TASK TO COMPLETE:
All of the lines below should be printed again exactly as they are.

RECORD EXTRACTS:
+ + + +

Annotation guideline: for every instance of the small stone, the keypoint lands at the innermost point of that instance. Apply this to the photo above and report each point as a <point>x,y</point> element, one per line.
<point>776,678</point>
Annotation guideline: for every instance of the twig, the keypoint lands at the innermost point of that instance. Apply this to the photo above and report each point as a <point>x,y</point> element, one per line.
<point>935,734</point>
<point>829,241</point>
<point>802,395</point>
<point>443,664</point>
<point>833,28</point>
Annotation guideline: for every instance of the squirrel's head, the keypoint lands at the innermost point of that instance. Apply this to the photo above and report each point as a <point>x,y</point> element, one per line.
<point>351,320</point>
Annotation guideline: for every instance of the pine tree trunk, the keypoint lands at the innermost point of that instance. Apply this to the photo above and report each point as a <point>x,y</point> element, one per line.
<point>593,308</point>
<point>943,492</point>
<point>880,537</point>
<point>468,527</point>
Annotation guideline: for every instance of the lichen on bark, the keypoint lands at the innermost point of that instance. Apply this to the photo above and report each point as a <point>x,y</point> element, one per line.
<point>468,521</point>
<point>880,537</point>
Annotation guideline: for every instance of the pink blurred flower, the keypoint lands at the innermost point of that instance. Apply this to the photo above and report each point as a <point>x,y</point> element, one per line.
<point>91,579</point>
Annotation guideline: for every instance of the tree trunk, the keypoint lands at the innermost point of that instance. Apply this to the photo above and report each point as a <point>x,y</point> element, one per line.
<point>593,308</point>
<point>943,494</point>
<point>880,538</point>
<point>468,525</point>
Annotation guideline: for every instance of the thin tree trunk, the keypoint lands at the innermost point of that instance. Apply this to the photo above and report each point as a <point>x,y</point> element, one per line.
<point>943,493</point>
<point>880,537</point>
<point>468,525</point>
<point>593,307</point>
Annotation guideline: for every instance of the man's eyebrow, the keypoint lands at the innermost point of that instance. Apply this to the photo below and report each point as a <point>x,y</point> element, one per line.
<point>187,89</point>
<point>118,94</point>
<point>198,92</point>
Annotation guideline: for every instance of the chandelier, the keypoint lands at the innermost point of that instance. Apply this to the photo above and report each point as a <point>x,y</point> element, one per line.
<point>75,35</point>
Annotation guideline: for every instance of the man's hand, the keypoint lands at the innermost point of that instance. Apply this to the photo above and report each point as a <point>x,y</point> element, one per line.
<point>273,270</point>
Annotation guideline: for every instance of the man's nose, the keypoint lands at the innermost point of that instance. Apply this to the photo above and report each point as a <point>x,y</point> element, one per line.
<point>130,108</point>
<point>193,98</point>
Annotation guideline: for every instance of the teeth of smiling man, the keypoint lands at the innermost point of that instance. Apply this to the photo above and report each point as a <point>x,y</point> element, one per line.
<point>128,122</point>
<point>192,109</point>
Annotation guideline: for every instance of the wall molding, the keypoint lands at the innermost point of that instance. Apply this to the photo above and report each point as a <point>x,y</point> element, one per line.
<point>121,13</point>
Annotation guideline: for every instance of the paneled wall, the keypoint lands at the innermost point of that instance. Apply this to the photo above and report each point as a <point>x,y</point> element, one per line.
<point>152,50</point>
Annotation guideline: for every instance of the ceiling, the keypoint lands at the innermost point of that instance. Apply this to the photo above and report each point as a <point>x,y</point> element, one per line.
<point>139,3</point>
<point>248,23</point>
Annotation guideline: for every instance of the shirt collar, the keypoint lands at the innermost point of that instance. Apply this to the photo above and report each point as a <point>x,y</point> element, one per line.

+ + + +

EXERCISE OUTPUT:
Annotation guideline: for every instance of the small stone, the keypoint lands at the innermost point of that instance. Apply this to the photo above and report each point as a <point>x,y</point> element, one per line.
<point>776,678</point>
Annotation guideline: for every instance of the twig, the keypoint lands at the innermost point of that instance. Apply this to the photo above and report each point as a <point>x,y</point> element, one per line.
<point>935,734</point>
<point>829,241</point>
<point>802,395</point>
<point>443,664</point>
<point>833,28</point>
Annotation guideline: for every instance of the squirrel's head, the keypoint lands at the innermost point of that instance. Apply this to the photo above and report each point as a <point>x,y</point> element, one per line.
<point>351,320</point>
Annotation guideline: for every instance of the pine tree trunk, the keypoint lands at the innermost point of that instance. Apply this to the photo above and report each point as a <point>x,y</point> element, one per line.
<point>593,308</point>
<point>943,492</point>
<point>880,537</point>
<point>468,527</point>
Annotation guideline: for every instance of the lichen on bark, the keypoint lands at the innermost point of that instance. Apply this to the photo above and report each point as a <point>x,y</point> element, one per line.
<point>468,521</point>
<point>880,537</point>
Annotation guideline: for every instance of the pink blurred flower, the keypoint lands at the innermost point of that instance. Apply this to the photo above and report each point as a <point>x,y</point> element, one per line.
<point>91,579</point>
Annotation guideline: for every instance of the tree trunk, the keypoint lands at the innermost point of that instance. Apply this to the photo above and report each point as a <point>x,y</point> element, one per line.
<point>593,308</point>
<point>943,494</point>
<point>880,538</point>
<point>468,525</point>
Annotation guideline: for every instance of the thin tree trunk, the keypoint lands at the innermost point of that instance. Apply this to the photo above and report each point as a <point>x,y</point> element, one per line.
<point>943,493</point>
<point>880,537</point>
<point>468,525</point>
<point>593,307</point>
Annotation guideline: for every instance of the man's eyebrow, the keypoint lands at the innermost point of that instance. Apply this to the photo below and report each point as a <point>x,y</point> element, one per line.
<point>187,89</point>
<point>118,94</point>
<point>198,92</point>
Annotation guideline: for every instance of the chandelier, the keypoint lands at the innermost point of that instance. Apply this to the photo above and report each point as a <point>x,y</point> element, one per line.
<point>75,35</point>
Annotation guideline: for every instance of the man's hand, the keypoint lands at the innermost point of that instance. Apply this to the photo above and report each point as a <point>x,y</point> element, one per line.
<point>273,270</point>
Annotation guideline: for every instance of the man's nose, the keypoint lands at the innermost point of that instance. Apply this to the photo above and report each point as a <point>x,y</point> element, one per line.
<point>130,108</point>
<point>193,98</point>
Annotation guideline: for every instance of the teeth of smiling man, the keypoint lands at the innermost point of that instance. Apply this to the photo above and report each point as a <point>x,y</point> element, one per line.
<point>128,122</point>
<point>192,109</point>
Annotation guideline: for every instance of the wall molding, the keypoint lands at the innermost point of that instance. Apply this to the photo above and report each point as a <point>x,y</point> element, one per line.
<point>121,13</point>
Annotation guideline: for every instance of the paneled wall, the keypoint lands at the innermost point of that instance. Apply this to the photo above and report each point as a <point>x,y</point> element, one per line.
<point>152,50</point>
Annotation guideline: for every instance of the ceiling, the keypoint lands at the innermost point of that instance. Apply this to the photo above and report each point as a <point>x,y</point> element, one per line.
<point>139,3</point>
<point>248,23</point>
Annotation guideline: for every instance of the shirt collar, the keypoint lands at the innermost point of that instance. Apply this to the photo above and report each point as a <point>x,y</point> element, one per line.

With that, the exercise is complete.